Please quote every one of the items below word for word, keeping their order.

● RECORDS TO USE
━━━━━━━━━━━━━━━━━━━━━━━━━━━━━━
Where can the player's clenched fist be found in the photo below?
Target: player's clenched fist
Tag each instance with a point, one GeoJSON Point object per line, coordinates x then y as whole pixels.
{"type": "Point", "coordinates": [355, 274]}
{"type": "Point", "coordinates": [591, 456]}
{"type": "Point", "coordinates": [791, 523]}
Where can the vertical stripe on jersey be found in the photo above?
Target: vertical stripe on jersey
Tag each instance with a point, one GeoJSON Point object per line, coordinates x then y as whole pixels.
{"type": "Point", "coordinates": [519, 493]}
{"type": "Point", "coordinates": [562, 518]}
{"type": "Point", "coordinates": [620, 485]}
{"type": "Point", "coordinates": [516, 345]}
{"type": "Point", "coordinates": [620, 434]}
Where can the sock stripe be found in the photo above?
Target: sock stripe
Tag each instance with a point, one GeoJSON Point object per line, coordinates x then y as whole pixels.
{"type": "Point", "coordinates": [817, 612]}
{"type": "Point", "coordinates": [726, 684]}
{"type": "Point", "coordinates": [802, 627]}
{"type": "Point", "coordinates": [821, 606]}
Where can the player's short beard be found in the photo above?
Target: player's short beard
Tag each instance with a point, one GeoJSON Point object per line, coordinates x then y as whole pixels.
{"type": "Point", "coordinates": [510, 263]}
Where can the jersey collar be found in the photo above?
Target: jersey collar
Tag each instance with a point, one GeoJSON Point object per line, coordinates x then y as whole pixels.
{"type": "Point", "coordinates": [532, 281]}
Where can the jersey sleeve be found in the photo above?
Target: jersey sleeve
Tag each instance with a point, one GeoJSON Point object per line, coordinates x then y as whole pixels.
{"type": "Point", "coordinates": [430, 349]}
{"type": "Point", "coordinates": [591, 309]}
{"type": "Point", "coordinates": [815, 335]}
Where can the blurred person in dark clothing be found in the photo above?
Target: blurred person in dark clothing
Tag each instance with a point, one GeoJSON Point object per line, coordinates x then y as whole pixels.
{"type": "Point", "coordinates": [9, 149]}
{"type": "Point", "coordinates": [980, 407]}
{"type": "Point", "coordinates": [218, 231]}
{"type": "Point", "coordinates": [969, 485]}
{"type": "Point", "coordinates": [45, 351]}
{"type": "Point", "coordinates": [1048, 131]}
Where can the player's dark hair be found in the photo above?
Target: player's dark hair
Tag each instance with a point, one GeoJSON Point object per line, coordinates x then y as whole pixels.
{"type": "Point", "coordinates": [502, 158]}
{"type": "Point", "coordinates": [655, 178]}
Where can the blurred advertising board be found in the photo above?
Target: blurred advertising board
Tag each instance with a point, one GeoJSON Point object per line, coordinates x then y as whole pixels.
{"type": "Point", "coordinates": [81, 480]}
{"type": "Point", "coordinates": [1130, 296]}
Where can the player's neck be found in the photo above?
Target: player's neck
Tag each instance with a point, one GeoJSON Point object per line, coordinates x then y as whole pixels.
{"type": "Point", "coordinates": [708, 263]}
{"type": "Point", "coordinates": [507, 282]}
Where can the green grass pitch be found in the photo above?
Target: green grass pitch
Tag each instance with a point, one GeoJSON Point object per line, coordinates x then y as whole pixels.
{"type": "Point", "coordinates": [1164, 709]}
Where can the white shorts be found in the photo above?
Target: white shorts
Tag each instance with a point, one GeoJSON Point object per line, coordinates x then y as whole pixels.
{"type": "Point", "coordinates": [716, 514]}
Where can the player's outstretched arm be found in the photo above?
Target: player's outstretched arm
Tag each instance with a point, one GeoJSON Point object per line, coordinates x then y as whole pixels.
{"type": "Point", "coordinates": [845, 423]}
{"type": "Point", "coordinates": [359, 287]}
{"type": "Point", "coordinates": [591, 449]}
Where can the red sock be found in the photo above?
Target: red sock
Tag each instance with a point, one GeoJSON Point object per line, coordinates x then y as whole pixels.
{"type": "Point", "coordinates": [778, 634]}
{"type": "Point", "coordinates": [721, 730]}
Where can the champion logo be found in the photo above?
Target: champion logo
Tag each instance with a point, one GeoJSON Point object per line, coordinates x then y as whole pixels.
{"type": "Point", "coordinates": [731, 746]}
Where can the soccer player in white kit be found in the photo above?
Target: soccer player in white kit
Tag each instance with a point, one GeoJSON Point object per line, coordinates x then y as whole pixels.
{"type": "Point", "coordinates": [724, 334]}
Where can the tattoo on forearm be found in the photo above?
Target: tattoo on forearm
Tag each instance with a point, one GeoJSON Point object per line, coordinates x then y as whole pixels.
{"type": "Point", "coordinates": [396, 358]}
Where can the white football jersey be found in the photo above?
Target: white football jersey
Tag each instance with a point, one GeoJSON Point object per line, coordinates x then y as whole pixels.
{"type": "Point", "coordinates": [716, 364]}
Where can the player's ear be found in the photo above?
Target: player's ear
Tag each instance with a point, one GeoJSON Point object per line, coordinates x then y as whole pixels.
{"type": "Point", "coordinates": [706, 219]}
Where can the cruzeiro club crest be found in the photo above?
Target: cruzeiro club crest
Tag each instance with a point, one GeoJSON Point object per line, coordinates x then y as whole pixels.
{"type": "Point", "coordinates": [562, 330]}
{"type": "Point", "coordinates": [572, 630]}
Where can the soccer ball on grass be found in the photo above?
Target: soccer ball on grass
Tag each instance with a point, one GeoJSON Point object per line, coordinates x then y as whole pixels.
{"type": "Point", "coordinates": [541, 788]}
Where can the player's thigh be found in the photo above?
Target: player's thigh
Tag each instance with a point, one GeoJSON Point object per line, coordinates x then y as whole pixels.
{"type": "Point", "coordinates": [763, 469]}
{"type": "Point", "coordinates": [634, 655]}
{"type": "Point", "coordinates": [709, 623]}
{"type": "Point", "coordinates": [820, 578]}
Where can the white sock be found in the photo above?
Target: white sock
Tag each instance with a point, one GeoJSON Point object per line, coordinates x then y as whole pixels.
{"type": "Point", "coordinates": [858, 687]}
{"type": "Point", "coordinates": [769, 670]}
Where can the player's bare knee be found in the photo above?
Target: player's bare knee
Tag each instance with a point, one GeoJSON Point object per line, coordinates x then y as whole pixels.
━━━━━━━━━━━━━━━━━━━━━━━━━━━━━━
● ANSWER
Where can the player's clenched fist be found in the photo below?
Target: player's clenched fist
Tag each instance with a point, one GeoJSON Point object per line, coordinates x then y as whole pixels.
{"type": "Point", "coordinates": [355, 274]}
{"type": "Point", "coordinates": [591, 456]}
{"type": "Point", "coordinates": [791, 523]}
Where can the vertical stripe on jersey be found in the photo above?
Target: vertical stripe on jersey
Tag each instance with a point, one GeoJSON Point object per line, coordinates x then y as whole pixels.
{"type": "Point", "coordinates": [519, 493]}
{"type": "Point", "coordinates": [562, 518]}
{"type": "Point", "coordinates": [620, 485]}
{"type": "Point", "coordinates": [516, 345]}
{"type": "Point", "coordinates": [620, 434]}
Where can the sock stripe be found in the photo above?
Target: sock stripe
Tag each instance with a point, one GeoJSON Point object per line, coordinates x then y as whole pixels.
{"type": "Point", "coordinates": [817, 612]}
{"type": "Point", "coordinates": [726, 684]}
{"type": "Point", "coordinates": [802, 627]}
{"type": "Point", "coordinates": [821, 606]}
Where can the player's short beard be found in the photo above?
Target: player's short beard
Tag each instance with a point, one GeoJSON Point object per line, coordinates x then y as whole pixels.
{"type": "Point", "coordinates": [510, 263]}
Where can the jersey collar be found in the photo above?
Target: jersey collar
Tag each instance with a point, one GeoJSON Point object per line, coordinates x then y as whole pixels.
{"type": "Point", "coordinates": [532, 281]}
Where can the jersey sleeve be found in the photo above?
Target: jersey sleeve
Tag each instance with a point, one GeoJSON Point object per line, coordinates x then y as whole pixels.
{"type": "Point", "coordinates": [430, 349]}
{"type": "Point", "coordinates": [591, 309]}
{"type": "Point", "coordinates": [815, 335]}
Where can the blurred person in dark clothing be found in the photo above?
Target: blurred person in dark clothing
Tag each instance with a point, one GeoJSON Point object per line, coordinates x then y as whole pixels.
{"type": "Point", "coordinates": [9, 149]}
{"type": "Point", "coordinates": [980, 407]}
{"type": "Point", "coordinates": [218, 231]}
{"type": "Point", "coordinates": [969, 485]}
{"type": "Point", "coordinates": [45, 351]}
{"type": "Point", "coordinates": [1048, 131]}
Where can the player's dark hair be found in the photo above?
Target: player's dark hair
Tag each instance with a point, one GeoJSON Point object per line, coordinates x then y as whole pixels.
{"type": "Point", "coordinates": [502, 158]}
{"type": "Point", "coordinates": [655, 178]}
Where can the blurred advertising board be found in the photo above?
Target: blurred advertising board
Tag each instance with a point, one GeoJSON Point object per line, coordinates x then y as whole pixels.
{"type": "Point", "coordinates": [81, 480]}
{"type": "Point", "coordinates": [1130, 296]}
Where can the player's neck be found in the photo above?
Target: player's neck
Tag each instance with a point, one GeoJSON Point object per line, coordinates x then y as whole pixels.
{"type": "Point", "coordinates": [708, 263]}
{"type": "Point", "coordinates": [507, 282]}
Where can the green grass pitch be found in the photo above?
Target: green grass pitch
Tag each instance with a point, one GeoJSON Point object per line, coordinates x then y as whole pixels.
{"type": "Point", "coordinates": [1164, 709]}
Where can the white shorts be found in the photo above?
Target: white shorts
Tag each instance with a point, one GeoJSON Point object per line, coordinates x then y as whole pixels.
{"type": "Point", "coordinates": [716, 514]}
Where can the player's outstretched arm be found in the photo above?
Target: player's outstretched arm
Tag each instance with a point, one GeoJSON Point object per line, coordinates x then y as whole pixels.
{"type": "Point", "coordinates": [845, 423]}
{"type": "Point", "coordinates": [359, 287]}
{"type": "Point", "coordinates": [591, 449]}
Where can the red sock be found in the photo above?
Target: red sock
Tag each instance with a point, one GeoJSON Point object per line, coordinates x then y as whole pixels.
{"type": "Point", "coordinates": [778, 634]}
{"type": "Point", "coordinates": [721, 730]}
Where can the champion logo be found in the photo above?
Target: champion logo
Tag each instance with a point, one GeoJSON Point object per line, coordinates x then y as whole pixels.
{"type": "Point", "coordinates": [731, 746]}
Where can the soccer player in white kit be found in the photo above?
Target: soccer player in white kit
Tag each instance with a point, one GeoJSON Point object per line, coordinates x then y as whole pixels.
{"type": "Point", "coordinates": [724, 334]}
Where can the tattoo on forearm be found in the photo above?
Target: tattoo on forearm
Tag each instance with a point, one GeoJSON Point object per line, coordinates x then y as whole pixels.
{"type": "Point", "coordinates": [396, 358]}
Where can the white football jersey be found in the photo above?
Target: white football jersey
Tag each instance with a point, one GeoJSON Point object per line, coordinates x then y as whole pixels.
{"type": "Point", "coordinates": [716, 364]}
Where can the player's ear be found in the photo above?
Target: player's ear
Tag each instance with a point, one GeoJSON Point object per line, coordinates x then y as whole pixels.
{"type": "Point", "coordinates": [706, 219]}
Where can the cruzeiro club crest be found in the photo above?
Target: cruzeiro club crest
Tag each instance with a point, one GeoJSON Point object per line, coordinates x then y as whole pixels.
{"type": "Point", "coordinates": [562, 330]}
{"type": "Point", "coordinates": [572, 630]}
Where can the soccer ball on grass be found in the photo above?
Target: soccer ball on grass
Tag each instance with a point, one GeoJSON Point object per line, coordinates x then y as whole pixels.
{"type": "Point", "coordinates": [541, 788]}
Where can the player's thigh be found in the photo above?
Target: player's thigh
Tag each instance with a point, one GeoJSON Point object per line, coordinates x then y as whole pixels.
{"type": "Point", "coordinates": [763, 469]}
{"type": "Point", "coordinates": [634, 655]}
{"type": "Point", "coordinates": [709, 623]}
{"type": "Point", "coordinates": [820, 578]}
Where can the white sock be found in the photo above?
Target: white sock
Tag each instance with a point, one GeoJSON Point object per line, coordinates x then y as whole pixels.
{"type": "Point", "coordinates": [858, 687]}
{"type": "Point", "coordinates": [769, 670]}
Where can the player's bare knee be found in the photo above?
Target: player's bare knee
Tag each instance with a point, one GeoJSON Point object per line, coordinates x then y as whole pixels.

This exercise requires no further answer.